Segment Start: Data

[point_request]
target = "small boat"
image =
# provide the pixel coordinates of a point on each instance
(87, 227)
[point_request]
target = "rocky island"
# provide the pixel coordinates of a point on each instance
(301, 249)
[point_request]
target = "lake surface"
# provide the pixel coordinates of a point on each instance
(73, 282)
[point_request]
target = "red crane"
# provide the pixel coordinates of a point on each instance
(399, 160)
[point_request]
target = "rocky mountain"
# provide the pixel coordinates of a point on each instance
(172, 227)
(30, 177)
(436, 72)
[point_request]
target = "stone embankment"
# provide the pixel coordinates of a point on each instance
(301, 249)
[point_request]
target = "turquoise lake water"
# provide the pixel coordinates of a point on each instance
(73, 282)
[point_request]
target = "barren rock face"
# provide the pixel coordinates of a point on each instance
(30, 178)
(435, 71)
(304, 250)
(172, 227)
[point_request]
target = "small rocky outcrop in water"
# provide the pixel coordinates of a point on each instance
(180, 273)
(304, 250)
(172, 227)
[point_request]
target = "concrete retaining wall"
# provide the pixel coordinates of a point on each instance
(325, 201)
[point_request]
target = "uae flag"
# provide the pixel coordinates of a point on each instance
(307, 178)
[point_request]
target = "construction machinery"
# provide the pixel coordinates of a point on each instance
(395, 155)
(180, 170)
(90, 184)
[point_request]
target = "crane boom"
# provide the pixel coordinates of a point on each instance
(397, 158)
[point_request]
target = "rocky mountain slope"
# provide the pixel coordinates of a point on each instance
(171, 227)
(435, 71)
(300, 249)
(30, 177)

Segment End: Data
Segment Start: Data

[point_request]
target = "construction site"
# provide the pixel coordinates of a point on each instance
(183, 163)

Segment End: Data

Note every line of the records that holds the word "construction", and copy it.

• [Reply]
target = "construction machinery"
target = "construction site"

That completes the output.